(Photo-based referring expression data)
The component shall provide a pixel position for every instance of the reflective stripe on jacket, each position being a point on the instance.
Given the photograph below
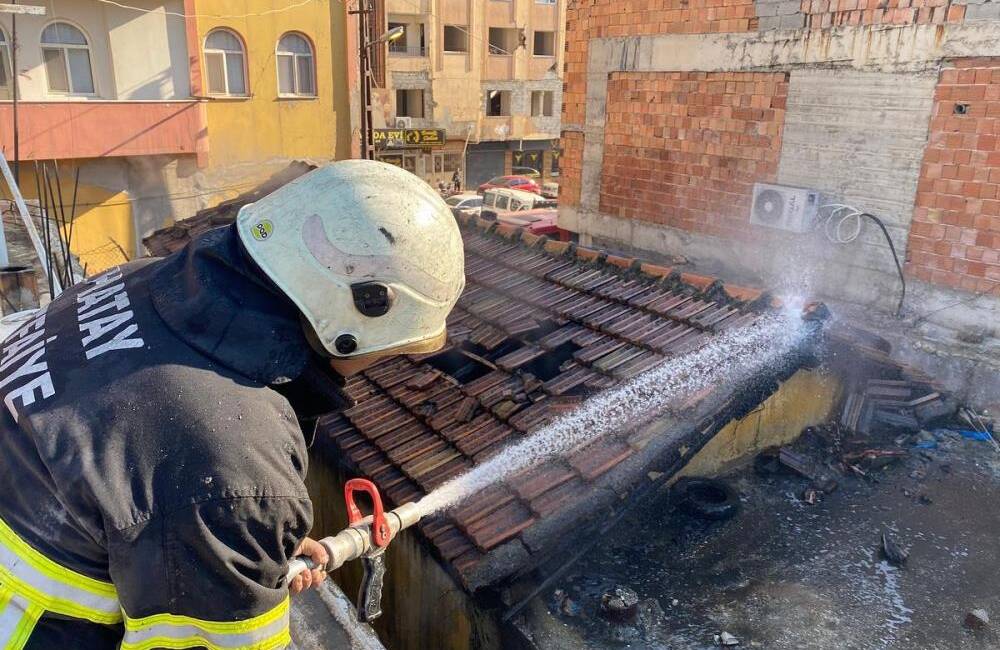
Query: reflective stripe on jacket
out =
(151, 479)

Task instructions
Return every line of the data above in which "reflective" appears.

Written response
The component shall provide a pixel position for every instance of the reflective stripe on jacket, each position being a point on the instance.
Query: reflective stripe on jacket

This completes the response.